▶ **What the task requires**: Search term "distant": please copy every line of the records below that contains it.

▶ **Extracted material**:
++++++++++++++++++++

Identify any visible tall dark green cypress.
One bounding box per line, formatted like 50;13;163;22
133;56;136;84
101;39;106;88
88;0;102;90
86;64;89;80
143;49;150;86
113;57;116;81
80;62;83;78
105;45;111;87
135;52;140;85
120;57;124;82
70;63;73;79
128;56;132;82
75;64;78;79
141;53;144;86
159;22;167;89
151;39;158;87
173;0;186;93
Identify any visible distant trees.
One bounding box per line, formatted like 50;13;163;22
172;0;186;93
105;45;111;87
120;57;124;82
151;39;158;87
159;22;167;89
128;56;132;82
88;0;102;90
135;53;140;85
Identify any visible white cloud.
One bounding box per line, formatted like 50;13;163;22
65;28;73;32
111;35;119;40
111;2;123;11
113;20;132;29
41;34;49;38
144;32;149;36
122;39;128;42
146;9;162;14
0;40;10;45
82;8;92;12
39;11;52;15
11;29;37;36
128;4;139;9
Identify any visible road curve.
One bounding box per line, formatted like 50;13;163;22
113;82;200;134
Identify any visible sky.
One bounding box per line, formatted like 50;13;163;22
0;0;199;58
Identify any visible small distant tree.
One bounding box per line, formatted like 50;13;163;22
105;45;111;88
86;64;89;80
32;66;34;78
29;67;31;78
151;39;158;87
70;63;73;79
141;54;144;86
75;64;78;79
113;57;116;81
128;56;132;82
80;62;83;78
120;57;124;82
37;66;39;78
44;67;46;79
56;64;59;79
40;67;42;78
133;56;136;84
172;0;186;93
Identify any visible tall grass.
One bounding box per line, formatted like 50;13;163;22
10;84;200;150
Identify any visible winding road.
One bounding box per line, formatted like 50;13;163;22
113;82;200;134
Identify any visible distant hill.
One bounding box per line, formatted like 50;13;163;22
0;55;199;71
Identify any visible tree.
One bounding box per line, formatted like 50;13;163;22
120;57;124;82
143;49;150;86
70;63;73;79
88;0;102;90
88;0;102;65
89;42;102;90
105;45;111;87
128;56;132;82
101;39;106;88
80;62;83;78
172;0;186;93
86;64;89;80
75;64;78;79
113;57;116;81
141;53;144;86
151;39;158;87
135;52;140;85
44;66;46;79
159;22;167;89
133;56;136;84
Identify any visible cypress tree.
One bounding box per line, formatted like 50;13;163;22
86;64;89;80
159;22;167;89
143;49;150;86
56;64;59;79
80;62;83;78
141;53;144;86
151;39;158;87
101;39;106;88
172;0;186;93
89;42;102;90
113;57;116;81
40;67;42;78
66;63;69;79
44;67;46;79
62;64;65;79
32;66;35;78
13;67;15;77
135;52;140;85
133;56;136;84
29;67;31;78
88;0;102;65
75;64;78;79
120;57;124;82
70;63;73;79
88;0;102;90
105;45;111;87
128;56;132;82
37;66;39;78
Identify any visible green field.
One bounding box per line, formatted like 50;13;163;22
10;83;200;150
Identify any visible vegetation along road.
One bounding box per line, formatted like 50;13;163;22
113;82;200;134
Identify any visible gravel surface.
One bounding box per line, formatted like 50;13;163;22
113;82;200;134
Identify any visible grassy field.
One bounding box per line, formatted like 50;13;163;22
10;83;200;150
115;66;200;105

++++++++++++++++++++

▶ **Solved exercise**:
Identify any visible distant trees.
Identify any visible small distant tree.
Identify any visible distant hill.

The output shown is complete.